Reproduce the material below word for word, with nothing changed or left out.

• _Outline labeling records_
*-*-*

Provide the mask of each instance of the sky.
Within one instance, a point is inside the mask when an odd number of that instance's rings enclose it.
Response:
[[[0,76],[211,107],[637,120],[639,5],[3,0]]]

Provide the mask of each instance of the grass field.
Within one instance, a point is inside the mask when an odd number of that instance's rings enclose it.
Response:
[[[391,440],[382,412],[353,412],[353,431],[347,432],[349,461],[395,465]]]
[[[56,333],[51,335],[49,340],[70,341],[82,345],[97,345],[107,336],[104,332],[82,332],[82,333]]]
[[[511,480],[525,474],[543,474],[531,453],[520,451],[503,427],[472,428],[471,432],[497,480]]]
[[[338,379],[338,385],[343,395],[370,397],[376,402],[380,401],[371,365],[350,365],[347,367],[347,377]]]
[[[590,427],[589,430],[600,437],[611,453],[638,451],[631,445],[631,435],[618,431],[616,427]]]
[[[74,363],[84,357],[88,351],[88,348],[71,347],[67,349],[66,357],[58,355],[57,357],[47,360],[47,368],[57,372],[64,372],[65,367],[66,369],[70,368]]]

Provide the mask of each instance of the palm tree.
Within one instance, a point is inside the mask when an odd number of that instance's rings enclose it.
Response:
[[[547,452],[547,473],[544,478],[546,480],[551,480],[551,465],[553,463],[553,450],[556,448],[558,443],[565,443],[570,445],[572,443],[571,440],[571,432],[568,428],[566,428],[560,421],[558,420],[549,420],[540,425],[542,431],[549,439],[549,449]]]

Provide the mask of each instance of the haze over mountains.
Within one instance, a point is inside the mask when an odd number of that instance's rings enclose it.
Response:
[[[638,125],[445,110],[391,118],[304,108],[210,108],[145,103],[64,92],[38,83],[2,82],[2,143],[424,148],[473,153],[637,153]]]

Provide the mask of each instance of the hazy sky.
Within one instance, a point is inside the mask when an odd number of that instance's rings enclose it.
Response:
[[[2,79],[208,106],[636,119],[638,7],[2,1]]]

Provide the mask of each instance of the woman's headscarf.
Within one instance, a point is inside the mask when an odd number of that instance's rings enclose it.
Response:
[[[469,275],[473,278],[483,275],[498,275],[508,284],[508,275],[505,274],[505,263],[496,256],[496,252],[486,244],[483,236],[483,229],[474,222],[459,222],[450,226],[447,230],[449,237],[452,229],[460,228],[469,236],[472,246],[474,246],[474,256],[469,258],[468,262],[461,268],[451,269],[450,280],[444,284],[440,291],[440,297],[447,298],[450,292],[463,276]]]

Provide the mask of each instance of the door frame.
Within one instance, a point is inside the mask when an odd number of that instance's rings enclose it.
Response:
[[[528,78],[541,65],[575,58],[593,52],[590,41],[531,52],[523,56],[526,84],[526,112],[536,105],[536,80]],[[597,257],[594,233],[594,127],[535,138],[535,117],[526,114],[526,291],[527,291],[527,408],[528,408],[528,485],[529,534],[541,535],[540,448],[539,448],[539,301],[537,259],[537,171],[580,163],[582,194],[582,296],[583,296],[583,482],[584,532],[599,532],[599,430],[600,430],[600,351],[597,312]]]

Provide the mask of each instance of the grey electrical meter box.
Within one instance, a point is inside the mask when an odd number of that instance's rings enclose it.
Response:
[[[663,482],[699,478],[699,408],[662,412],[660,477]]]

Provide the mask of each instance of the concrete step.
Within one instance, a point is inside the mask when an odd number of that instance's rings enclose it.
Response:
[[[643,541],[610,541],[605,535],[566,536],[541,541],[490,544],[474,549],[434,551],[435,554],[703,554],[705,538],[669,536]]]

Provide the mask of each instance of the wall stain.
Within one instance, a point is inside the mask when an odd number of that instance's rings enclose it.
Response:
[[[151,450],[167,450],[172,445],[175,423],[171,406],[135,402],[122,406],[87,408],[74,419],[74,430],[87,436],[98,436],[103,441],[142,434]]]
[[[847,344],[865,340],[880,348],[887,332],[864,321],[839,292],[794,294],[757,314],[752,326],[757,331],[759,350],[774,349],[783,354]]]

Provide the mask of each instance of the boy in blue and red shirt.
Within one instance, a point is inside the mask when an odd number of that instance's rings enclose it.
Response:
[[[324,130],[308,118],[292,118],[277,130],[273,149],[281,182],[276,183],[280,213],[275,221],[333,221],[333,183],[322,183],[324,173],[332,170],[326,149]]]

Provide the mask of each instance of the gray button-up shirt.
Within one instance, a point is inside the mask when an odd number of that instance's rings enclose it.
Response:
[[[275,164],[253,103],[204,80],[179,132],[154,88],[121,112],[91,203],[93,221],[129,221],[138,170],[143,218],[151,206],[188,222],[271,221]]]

*-*-*

• _EXERCISE SOLUTION_
Provide the mask of each instance of the sky.
Within one instance, a point is inside the mask when an odd number of that instance's rings enclose it.
Response:
[[[0,76],[211,107],[637,120],[639,5],[3,0]]]

Provide the mask of each instance of the grass field.
Within one instance, a point is inside the mask when an odd number of that instance's rings enclose it.
Response:
[[[391,440],[382,412],[353,412],[353,431],[347,432],[349,461],[395,465]]]
[[[56,333],[51,335],[49,340],[70,341],[82,345],[97,345],[107,336],[104,332],[82,332],[82,333]]]
[[[511,480],[525,474],[543,474],[531,453],[520,451],[503,427],[472,428],[471,432],[497,480]]]
[[[338,379],[338,385],[343,395],[370,397],[376,402],[380,401],[371,365],[350,365],[347,367],[347,377]]]
[[[590,427],[589,430],[600,437],[611,453],[638,451],[631,445],[631,435],[618,431],[616,427]]]
[[[74,363],[84,357],[88,351],[88,348],[71,347],[67,349],[66,357],[58,355],[57,357],[47,360],[47,368],[57,372],[64,372],[65,367],[66,369],[70,368]]]

Provide the mask of each instance of the palm tree.
Within one instance, a point is inside the mask when an odd number of that instance's rings enclose it.
Response:
[[[547,452],[547,473],[544,478],[546,480],[551,480],[551,465],[553,463],[553,450],[556,448],[558,443],[565,443],[570,445],[572,443],[571,440],[571,432],[568,428],[566,428],[560,421],[558,420],[549,420],[540,425],[542,431],[549,439],[549,449]]]

Provide the mask of each instance of the haze over mountains.
Within one instance, a point is inside the mask when an odd number of that instance's rings enclose it.
Response:
[[[638,125],[445,110],[391,118],[304,108],[210,108],[145,103],[64,92],[38,83],[2,82],[2,143],[424,148],[473,153],[637,153]]]

Provide the mask of each instance of the hazy sky.
Within one instance, a point is inside the mask when an odd number of that instance's rings enclose it.
Response:
[[[2,79],[208,106],[636,119],[638,7],[2,1]]]

Provide the mask of each instance of the woman's headscarf.
Within one instance, a point is inside the mask when an odd number of that instance's rings enclose it.
Response:
[[[469,275],[473,278],[483,275],[498,275],[508,284],[508,275],[505,274],[505,263],[496,256],[496,252],[486,244],[483,236],[483,229],[474,222],[459,222],[450,226],[447,230],[449,237],[452,229],[460,228],[469,236],[472,246],[474,246],[474,256],[469,258],[468,262],[461,268],[451,269],[450,280],[444,284],[440,291],[440,297],[447,298],[450,292],[463,276]]]

Provide the mask of each instance of the door frame.
Within one instance, a point is inside the mask when an odd number of that instance's rings enclose it.
Response:
[[[528,78],[541,65],[575,58],[593,52],[590,41],[531,52],[523,56],[526,84],[526,112],[536,105],[536,80]],[[597,257],[594,233],[594,127],[535,138],[535,117],[526,114],[526,291],[527,291],[527,408],[528,408],[528,485],[529,534],[541,535],[540,448],[539,448],[539,301],[537,259],[537,171],[580,163],[582,194],[582,296],[583,296],[583,482],[584,532],[599,532],[599,430],[600,430],[600,351],[597,312]]]

Provide the mask of each instance of the grey electrical meter box.
Within one instance, a point is inside the mask when an odd number of that instance's rings enclose it.
Response:
[[[663,482],[699,478],[699,408],[662,412],[660,477]]]

Provide the mask of each instance of the concrete step.
Within one instance, a point is inside the mask when an odd number of that instance's rings enclose it.
Response:
[[[643,541],[610,541],[605,535],[566,536],[541,541],[490,544],[474,549],[434,551],[435,554],[703,554],[705,538],[669,536]]]

Provide the mask of each instance of the wall stain.
Within one instance, a point is inside the mask when an odd number of that instance's rings enclose it.
Response:
[[[151,450],[167,450],[172,445],[175,423],[171,406],[135,402],[122,406],[87,408],[74,419],[74,430],[87,436],[98,436],[103,441],[142,434]]]
[[[847,344],[865,340],[880,348],[887,332],[864,321],[839,292],[794,294],[757,314],[752,326],[757,331],[759,350],[774,349],[783,354]]]

Provide the mask of each instance of the boy in blue and red shirt.
Within one instance, a point is inside the mask when an odd number of that instance's rings enclose it.
Response:
[[[324,130],[308,118],[292,118],[277,130],[273,149],[281,182],[276,183],[280,213],[275,221],[333,221],[333,183],[322,183],[324,173],[332,170],[326,149]]]

Provide the mask of each instance of the gray button-up shirt.
Within one instance, a point is inside the mask when an odd number of that instance's rings enclose it.
Response:
[[[275,164],[253,103],[204,80],[179,132],[154,88],[121,112],[91,203],[93,221],[129,221],[138,170],[143,218],[151,206],[188,222],[271,221]]]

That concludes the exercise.